Point-per-instance localization data:
•••••
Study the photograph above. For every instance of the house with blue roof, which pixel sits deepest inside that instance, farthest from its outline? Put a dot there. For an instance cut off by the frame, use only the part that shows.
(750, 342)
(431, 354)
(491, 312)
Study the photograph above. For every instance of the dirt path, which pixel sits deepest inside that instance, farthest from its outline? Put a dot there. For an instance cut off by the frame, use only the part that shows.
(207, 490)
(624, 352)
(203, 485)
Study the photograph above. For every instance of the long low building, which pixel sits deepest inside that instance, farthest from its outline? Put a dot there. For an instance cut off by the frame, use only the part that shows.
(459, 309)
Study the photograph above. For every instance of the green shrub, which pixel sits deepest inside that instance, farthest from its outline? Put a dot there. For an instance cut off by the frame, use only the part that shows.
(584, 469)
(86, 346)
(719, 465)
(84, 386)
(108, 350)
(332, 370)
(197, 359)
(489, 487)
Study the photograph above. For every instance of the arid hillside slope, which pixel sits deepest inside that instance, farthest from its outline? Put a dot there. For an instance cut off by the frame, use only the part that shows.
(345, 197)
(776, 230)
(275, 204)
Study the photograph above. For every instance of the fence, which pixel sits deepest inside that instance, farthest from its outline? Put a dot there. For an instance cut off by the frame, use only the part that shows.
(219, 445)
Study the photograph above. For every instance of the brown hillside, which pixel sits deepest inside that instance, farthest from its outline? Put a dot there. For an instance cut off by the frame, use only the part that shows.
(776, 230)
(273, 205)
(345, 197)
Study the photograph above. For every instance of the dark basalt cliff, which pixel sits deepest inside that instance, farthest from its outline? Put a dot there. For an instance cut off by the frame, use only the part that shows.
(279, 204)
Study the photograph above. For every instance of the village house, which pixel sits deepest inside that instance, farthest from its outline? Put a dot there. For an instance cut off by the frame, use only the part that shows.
•••••
● TASK INSTRUCTIONS: Transcribe, in full, each record that appears above.

● ANSWER:
Study the photograph above. For every instance of the house with blue roof, which pixel sits deepest inside that instance, farthest from its outline? Put a dot there. For an instance cut off by the frame, use only the part that shows.
(750, 342)
(431, 354)
(491, 312)
Study the photograph above. For every instance of the dirt path, which pixel sits deepest inside that instance, farthest from its outline? Put a dot there. For an instance cut off by the frame, use only the part that shows.
(207, 490)
(624, 352)
(203, 485)
Study the photograph above. For every instance of the long low building, which pixel sits deepest inside that instance, farthest from its outline? Put a dot there. For an instance cut off by the frame, use only the part that shows.
(459, 309)
Study the photograph above. For every instance of the green shrub, which pixel sits deepest inside that instance, farthest from its outline? Put a dot there. For an instance cut off by the frame, use only the part that shows.
(584, 469)
(86, 346)
(719, 465)
(84, 386)
(108, 350)
(332, 370)
(197, 359)
(489, 487)
Study the photograph above. For every instance of the arid hillside slope, which pixel sits deepest inside that instance, farthest from its outline? Put a dot there. For an instance cut off by the frame, use only the part that shows.
(345, 197)
(776, 230)
(275, 204)
Study the photograph above. For every instance of the fence, which pixel sits deepest inside that instance, farthest from its outline? Put a dot there. For an instance cut off by the frame, use only the part that shows.
(219, 445)
Study the photograph above. For every instance of the brown hillside, which pixel sits deepest inside that instance, farthest from its outline? Put a dot there. For an instance cut off by the frame, use only the part that shows.
(776, 230)
(273, 205)
(345, 197)
Study the photograph above. For every instance of the dark basalt cliff, which pixel sits deepest inside that instance, farthest from its outline? Put a dot there. For an instance cut off by the frame, use only the part that shows.
(279, 204)
Study the photograph above. For every instance of the village house, which pixel sits deepest inside that instance, farthest from its outline? Put a dot there. For an instance cut off by the frame, use only the part that shows.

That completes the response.